Tanya returns to Walford with her new fiancé Greg Jessop (Stefan Booth). Tanya's mother, Cora Cross (Ann Mitchell), and Rainie arrive in Walford for her wedding, much to Tanya's dismay. Greg and Tanya marry, and Tanya soon starts an affair with Max. Greg later buys the beauty salon from Roxy Mitchell (Rita Simons) and later pushes Tanya to have another baby, though Tanya is against the idea. Tanya allows Rainie and Cora to move in. Tanya and Max plan to reveal their affair, but Tanya finds out that she may have cervical cancer. After discovering this, she breaks up with Max, but he decides to tell the truth to his fiancé, Vanessa Gold (Zöe Lucker) who reveals all to Greg. Heartbroken, Greg leaves Walford and when Max realises Tanya does not want to be with him either, he leaves too. Tanya is diagnosed with cervical cancer and tells only Lauren and forbids her from telling anyone else. Greg briefly returns but cannot handle the news that Tanya has cancer and quickly leaves again. Tanya then decides to stop her therapy, but does not tell Lauren about this. Later, Tanya agrees to allow Cora to move back in, after she has been thrown out by Dot Branning (June Brown). Tanya's doctor, Yusef Khan (Ace Bhatti), later confronts Tanya and asks why she has stopped her treatment. Tanya goes to the hospital where she tells her doctor that she wants no more treatment as she does not have the strength to fight, despite the fact she could die.

Max returns to Walford with his brother Derek Branning (Jamie Foreman). Max insults Tanya, and Tanya throws him out. As Tanya starts to throw her mother and sister out, Lauren reveals that Tanya has cancer and confronts her about stopping her therapy. Tanya then tells Cora and Rainie the truth about how her father died: he did not die peacefully as they believed, but was in constant pain and so Tanya helped him to die. Max then reconciles with Tanya and they become a couple again. She learns that she has been given the all-clear from cancer but is worried that it might return. She finds it difficult to be close to Max, but after a frank discussion over their marriage and sex life, Max reassures Tanya that she is all that matters to him. When Derek discovers that Tanya scared his daughter Alice Branning (Jasmyn Banks) away, he threatens to kill Tanya if she does it again. When Tanya discovers that cars at the car lot are being repossessed, she and Max argue, which leads to passion and they have sex for the first time since Tanya's all-clear from cancer. Tanya announces that her divorce from Greg will soon be finalised and proposes to Max. Lauren tells Tanya that Derek stole from Lucy Beale (Hetti Bywater) and she confronts him about it. Derek, in response, taunts Tanya about what he and Max did in Manchester. She confronts Max, who says he was involved in criminal dealings causing someone to get hurt. He then accepts her proposal from earlier and they get engaged.

Dataset entries
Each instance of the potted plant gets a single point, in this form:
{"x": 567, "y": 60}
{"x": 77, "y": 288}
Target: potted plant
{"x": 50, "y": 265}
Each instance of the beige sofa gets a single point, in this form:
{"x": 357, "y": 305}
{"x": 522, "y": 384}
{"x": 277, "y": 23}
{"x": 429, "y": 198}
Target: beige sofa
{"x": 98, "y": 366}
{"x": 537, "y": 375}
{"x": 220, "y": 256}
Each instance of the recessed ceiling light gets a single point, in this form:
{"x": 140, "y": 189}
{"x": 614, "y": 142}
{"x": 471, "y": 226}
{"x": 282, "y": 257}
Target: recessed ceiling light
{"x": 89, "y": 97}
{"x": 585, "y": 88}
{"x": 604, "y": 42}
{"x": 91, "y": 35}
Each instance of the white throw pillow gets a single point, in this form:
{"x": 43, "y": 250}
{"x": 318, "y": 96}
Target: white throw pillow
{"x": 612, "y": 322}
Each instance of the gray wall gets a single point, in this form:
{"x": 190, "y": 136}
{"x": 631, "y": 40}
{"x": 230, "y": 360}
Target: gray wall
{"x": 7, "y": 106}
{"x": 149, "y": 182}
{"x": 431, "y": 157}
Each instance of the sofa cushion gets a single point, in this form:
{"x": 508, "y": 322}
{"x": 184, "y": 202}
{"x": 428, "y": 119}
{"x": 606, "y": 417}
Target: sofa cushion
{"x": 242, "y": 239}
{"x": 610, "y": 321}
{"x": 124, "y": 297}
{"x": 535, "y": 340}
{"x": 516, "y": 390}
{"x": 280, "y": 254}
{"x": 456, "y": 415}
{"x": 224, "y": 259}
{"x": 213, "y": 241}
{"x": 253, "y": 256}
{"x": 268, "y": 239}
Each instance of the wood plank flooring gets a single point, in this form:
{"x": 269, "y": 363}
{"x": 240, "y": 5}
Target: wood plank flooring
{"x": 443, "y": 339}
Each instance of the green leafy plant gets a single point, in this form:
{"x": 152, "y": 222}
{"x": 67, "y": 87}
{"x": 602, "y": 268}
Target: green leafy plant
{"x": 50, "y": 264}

* * *

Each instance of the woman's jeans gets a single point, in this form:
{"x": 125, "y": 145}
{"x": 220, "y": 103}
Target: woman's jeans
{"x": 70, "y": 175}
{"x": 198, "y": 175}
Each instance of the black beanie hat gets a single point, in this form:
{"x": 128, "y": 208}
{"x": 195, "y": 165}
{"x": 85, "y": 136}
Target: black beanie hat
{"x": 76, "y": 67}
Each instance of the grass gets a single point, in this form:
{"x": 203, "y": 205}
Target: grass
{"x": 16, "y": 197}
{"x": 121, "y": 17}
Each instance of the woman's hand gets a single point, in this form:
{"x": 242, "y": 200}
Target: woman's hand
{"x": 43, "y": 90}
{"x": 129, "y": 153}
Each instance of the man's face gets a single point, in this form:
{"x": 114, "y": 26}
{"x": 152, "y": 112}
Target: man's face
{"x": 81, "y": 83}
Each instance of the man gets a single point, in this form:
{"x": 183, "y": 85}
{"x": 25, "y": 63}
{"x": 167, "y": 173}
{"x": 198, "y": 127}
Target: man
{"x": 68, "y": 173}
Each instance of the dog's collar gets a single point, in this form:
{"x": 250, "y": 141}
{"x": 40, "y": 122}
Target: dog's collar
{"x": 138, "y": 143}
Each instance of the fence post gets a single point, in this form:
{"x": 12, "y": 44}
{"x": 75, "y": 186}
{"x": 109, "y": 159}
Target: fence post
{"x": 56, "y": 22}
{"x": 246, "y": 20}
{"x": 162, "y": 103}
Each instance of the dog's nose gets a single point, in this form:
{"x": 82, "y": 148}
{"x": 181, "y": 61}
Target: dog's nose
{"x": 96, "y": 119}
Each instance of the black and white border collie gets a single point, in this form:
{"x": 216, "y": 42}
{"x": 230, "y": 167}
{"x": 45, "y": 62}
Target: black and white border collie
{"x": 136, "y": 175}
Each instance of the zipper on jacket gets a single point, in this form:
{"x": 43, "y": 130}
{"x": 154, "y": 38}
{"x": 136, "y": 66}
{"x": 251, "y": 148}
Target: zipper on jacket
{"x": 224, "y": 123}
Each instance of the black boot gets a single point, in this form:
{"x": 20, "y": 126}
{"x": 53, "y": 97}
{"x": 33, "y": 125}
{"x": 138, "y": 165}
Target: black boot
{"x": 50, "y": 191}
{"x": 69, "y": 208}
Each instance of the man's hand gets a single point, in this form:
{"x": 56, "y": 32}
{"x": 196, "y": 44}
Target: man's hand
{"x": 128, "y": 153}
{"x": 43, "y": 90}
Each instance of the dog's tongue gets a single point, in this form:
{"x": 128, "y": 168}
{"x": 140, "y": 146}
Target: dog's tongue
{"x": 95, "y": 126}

## Requirement 1
Answer these questions using the passage about Tanya.
(a) From whom does Greg buy the beauty salon?
(b) Who throws Cora out before Tanya lets her move back in?
(c) According to Lauren, who did Derek steal from?
## Requirement 2
For each statement, say whether it agrees with the passage about Tanya. Quote the words that decide it.
(a) After her diagnosis, Tanya tells her mother and sister that she has cancer.
(b) Max's fiancée tells Greg about the affair.
(c) Tanya's father died peacefully.

## Exercise solution 1
(a) Roxy Mitchell
(b) Dot Branning
(c) Lucy Beale

## Exercise solution 2
(a) No: "Tanya is diagnosed with cervical cancer and tells only Lauren and forbids her from telling anyone else."
(b) Yes: "he decides to tell the truth to his fiancé, Vanessa Gold (Zöe Lucker) who reveals all to Greg."
(c) No: "he did not die peacefully as they believed, but was in constant pain and so Tanya helped him to die."